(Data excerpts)
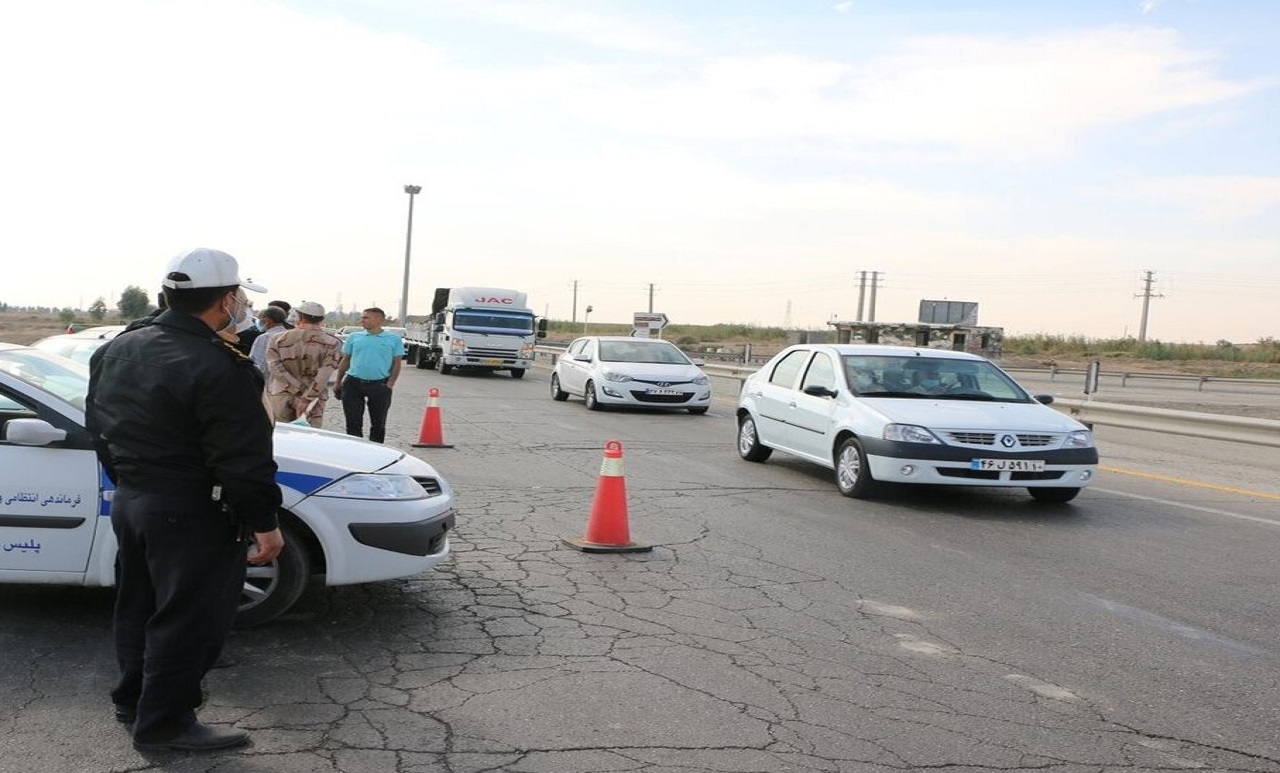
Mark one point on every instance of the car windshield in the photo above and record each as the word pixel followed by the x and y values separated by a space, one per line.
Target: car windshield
pixel 910 376
pixel 51 374
pixel 641 351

*Your task:*
Copy the records above exactly, leaving out every picture.

*Expected output:*
Mark one point on every instance of the car windshield in the photo above and record each as the word pixel followed by the x and y values separated by a space, one per line.
Target: car windshield
pixel 910 376
pixel 51 374
pixel 641 351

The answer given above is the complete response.